[Entries from an annotation dataset]
-.-.-

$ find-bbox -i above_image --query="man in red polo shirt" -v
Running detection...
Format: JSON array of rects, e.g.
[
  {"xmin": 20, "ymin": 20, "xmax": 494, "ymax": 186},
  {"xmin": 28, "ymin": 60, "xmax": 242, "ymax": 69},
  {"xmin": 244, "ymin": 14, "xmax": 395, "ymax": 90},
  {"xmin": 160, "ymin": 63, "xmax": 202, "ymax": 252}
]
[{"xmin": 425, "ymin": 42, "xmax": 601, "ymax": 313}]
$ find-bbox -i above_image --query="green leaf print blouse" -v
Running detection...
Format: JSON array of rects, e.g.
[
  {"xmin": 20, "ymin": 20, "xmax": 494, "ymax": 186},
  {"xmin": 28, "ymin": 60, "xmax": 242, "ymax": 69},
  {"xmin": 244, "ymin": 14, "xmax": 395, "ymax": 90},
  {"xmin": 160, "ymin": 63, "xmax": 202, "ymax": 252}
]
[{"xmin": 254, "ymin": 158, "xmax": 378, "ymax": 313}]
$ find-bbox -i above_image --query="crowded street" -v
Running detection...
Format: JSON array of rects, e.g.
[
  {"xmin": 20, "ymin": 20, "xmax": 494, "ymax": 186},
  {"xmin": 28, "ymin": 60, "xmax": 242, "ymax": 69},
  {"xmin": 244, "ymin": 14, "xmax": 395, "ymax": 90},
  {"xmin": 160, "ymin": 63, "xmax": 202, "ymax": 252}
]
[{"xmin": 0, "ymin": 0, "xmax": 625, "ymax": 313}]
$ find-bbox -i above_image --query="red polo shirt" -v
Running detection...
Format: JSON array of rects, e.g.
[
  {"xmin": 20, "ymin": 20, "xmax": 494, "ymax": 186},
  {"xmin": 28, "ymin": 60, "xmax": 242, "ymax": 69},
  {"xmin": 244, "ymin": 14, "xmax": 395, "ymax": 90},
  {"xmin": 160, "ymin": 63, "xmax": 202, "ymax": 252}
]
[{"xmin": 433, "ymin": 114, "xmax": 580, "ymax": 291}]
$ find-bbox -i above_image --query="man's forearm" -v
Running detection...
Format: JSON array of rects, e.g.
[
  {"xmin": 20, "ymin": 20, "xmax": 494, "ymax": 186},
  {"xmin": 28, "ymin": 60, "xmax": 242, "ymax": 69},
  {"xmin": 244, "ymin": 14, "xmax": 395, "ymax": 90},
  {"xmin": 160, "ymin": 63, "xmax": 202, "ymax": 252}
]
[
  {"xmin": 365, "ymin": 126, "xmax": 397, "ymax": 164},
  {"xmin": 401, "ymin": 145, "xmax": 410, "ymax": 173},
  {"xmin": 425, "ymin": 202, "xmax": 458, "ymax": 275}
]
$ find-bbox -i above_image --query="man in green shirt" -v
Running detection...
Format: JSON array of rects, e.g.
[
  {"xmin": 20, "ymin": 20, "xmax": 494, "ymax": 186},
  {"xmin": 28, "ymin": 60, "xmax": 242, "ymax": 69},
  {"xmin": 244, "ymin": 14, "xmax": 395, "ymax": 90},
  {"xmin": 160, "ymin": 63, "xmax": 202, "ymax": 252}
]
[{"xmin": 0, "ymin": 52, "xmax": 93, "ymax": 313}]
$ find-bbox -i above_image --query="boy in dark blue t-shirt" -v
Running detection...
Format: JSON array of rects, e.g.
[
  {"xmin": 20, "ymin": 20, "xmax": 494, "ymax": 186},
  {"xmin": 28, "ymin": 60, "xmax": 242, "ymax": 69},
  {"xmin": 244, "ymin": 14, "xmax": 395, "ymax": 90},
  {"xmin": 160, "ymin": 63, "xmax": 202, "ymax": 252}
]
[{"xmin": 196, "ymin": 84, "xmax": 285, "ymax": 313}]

-.-.-

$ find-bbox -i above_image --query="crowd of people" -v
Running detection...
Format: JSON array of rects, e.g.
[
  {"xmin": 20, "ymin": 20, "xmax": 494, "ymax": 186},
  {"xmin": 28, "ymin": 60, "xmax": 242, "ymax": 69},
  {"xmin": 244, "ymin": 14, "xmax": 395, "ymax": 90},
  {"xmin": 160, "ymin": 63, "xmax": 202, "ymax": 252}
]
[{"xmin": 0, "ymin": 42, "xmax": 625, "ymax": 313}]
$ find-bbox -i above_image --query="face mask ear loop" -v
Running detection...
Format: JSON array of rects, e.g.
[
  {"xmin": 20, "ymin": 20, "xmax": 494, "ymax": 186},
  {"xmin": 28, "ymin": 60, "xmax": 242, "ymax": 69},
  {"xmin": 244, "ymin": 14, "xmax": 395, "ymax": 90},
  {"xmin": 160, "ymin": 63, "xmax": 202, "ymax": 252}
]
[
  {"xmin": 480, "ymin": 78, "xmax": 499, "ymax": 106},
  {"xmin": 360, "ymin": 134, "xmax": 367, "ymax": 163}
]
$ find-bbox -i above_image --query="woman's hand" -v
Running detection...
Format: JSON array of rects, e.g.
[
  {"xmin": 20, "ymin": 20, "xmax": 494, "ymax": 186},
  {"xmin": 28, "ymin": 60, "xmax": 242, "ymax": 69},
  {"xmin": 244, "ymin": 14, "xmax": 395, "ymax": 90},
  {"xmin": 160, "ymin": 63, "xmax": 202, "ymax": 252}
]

-.-.-

Written problem:
Extract every line of the entries above that contains the string "polo", matching case exactly.

Task answer:
$ find-bbox -i above_image --query="man in red polo shirt" -v
$ find-bbox -i above_image --query="red polo shirt" -v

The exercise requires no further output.